* **Activity**
From the listing below, copy only the lines from the line that contains "Each instance of the white baseboard" to the line that contains "Outline every instance of the white baseboard", counting those two lines as part of the copy.
___ Dataset extract ___
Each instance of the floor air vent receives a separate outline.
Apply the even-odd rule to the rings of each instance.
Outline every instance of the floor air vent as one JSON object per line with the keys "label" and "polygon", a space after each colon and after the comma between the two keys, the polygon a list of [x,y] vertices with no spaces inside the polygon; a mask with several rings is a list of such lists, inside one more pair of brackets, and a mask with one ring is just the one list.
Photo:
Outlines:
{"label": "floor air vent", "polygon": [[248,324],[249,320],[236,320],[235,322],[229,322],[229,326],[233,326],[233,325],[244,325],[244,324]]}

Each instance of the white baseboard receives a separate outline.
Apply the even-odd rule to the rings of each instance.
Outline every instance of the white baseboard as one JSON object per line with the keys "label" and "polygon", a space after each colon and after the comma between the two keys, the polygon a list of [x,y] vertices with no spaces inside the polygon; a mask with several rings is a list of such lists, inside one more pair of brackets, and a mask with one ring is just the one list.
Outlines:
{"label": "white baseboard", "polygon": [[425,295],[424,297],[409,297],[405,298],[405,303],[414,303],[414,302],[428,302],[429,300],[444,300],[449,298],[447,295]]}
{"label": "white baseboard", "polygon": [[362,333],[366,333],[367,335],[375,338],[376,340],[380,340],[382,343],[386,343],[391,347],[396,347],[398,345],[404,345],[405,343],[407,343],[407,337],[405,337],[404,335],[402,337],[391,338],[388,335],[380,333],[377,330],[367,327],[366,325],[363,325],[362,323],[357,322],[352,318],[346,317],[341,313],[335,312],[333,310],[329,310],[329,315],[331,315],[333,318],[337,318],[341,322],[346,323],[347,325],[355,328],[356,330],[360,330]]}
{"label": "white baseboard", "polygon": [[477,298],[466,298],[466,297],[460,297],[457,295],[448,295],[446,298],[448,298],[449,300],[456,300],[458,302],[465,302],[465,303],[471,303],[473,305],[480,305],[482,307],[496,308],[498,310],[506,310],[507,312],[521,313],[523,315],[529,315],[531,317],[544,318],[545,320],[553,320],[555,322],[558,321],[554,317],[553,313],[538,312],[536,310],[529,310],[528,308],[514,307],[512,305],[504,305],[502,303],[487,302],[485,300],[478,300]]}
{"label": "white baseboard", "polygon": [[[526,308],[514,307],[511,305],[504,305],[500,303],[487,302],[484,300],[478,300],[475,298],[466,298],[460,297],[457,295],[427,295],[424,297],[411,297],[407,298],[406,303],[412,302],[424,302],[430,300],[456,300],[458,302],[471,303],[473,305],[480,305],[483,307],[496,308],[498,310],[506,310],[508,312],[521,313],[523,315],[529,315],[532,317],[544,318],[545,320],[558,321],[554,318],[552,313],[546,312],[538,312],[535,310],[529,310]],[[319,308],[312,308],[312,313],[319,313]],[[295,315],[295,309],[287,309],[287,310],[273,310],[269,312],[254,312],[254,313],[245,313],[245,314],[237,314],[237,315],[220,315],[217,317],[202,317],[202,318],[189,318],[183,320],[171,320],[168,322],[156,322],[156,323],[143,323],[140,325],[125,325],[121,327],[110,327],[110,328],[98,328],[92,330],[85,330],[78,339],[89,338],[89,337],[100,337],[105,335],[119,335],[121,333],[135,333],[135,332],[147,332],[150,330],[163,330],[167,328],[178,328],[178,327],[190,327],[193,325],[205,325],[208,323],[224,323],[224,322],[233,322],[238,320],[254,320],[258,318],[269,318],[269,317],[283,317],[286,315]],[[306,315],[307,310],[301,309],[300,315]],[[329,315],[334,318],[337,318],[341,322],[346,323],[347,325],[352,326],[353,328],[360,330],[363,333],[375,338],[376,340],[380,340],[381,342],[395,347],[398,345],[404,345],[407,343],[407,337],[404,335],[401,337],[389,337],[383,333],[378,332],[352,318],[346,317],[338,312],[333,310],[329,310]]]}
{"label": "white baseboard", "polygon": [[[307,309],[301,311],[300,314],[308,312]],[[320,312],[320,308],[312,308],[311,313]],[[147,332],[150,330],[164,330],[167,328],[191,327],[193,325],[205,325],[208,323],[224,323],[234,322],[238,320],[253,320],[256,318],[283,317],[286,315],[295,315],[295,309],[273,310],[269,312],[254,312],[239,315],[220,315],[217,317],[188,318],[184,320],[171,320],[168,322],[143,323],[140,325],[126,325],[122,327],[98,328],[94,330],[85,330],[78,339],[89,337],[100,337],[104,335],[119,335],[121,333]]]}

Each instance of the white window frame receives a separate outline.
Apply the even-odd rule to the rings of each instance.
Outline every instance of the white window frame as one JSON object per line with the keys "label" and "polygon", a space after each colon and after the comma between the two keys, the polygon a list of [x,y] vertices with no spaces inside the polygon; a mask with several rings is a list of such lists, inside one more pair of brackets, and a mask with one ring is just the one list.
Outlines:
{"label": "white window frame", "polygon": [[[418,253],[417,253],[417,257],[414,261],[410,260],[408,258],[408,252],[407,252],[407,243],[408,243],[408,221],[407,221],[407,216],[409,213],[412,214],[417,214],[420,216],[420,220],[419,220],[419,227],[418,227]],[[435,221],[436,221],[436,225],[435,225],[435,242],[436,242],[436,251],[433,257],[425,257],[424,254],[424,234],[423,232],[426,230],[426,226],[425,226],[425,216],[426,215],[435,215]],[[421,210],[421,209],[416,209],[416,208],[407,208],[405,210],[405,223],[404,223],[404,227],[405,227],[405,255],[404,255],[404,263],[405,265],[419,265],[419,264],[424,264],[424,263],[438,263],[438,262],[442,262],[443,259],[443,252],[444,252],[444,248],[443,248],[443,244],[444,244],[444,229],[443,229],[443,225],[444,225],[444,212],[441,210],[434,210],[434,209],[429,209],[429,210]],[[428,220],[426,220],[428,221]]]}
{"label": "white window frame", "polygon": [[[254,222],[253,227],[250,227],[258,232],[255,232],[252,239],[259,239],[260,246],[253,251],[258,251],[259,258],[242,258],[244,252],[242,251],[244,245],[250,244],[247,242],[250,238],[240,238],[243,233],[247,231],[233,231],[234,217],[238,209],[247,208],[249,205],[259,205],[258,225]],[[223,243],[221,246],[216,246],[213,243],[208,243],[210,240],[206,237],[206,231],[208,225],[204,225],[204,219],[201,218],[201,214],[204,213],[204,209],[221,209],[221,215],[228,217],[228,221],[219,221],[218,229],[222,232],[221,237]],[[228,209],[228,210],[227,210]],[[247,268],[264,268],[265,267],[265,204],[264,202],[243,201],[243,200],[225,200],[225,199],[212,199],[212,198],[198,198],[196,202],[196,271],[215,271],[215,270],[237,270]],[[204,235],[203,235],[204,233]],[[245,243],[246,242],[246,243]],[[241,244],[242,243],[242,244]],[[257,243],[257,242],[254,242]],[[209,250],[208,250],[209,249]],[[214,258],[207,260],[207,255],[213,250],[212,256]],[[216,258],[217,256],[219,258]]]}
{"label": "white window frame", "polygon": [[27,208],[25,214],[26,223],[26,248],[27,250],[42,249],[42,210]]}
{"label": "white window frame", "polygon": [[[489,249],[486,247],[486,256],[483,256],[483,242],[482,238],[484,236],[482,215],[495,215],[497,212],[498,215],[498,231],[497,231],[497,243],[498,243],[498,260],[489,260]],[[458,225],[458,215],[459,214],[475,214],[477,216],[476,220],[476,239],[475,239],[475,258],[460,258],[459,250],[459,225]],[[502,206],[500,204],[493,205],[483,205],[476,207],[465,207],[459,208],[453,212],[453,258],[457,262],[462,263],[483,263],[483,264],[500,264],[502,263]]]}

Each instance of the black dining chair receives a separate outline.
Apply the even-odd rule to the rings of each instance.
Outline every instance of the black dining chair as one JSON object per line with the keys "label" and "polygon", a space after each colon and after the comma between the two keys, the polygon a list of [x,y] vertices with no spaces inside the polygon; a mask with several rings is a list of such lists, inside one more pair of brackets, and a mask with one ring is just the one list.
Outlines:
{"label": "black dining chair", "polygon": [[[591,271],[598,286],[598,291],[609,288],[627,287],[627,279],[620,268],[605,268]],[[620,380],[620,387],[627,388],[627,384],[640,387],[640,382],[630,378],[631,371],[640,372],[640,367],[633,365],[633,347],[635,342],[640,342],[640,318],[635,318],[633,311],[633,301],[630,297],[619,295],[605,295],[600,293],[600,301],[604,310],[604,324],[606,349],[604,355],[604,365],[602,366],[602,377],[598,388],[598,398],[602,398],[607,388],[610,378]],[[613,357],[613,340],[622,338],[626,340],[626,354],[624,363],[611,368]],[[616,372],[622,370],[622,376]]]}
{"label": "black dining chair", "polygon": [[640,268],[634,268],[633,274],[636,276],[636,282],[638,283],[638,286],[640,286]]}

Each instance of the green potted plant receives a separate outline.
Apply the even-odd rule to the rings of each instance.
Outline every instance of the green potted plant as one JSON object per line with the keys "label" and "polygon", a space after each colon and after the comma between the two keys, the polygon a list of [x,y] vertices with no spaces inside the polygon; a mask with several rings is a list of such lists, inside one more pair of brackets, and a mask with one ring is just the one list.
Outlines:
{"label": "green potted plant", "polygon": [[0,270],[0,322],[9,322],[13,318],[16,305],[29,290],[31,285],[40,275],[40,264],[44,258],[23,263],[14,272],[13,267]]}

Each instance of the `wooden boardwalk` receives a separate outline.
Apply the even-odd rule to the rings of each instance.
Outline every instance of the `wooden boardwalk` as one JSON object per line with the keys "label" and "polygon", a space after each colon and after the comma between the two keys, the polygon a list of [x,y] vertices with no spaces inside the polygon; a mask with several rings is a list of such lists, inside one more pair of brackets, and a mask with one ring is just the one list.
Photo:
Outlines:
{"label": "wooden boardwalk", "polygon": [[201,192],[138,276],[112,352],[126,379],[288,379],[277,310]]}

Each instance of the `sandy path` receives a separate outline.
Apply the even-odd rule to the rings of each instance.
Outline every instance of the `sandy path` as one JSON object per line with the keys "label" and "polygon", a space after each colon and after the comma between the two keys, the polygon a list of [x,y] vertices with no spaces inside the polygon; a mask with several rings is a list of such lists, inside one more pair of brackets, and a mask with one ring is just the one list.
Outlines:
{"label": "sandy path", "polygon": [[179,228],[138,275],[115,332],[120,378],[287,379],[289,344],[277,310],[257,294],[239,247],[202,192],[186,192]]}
___
* **Completed exercise**
Each instance of the white baseboard receives a separate outline.
Apply the even-odd rule to the rings of each instance.
Outline every instance of the white baseboard as one JSON object per line with the keys "label" and "polygon", a space after each colon and after the comma between the two keys, the polygon a list of [x,y] vertices with no spaces inside the polygon; a mask with several rings is a list of such lists, inside one more pair of brackets, and a mask with one ring is just the one list.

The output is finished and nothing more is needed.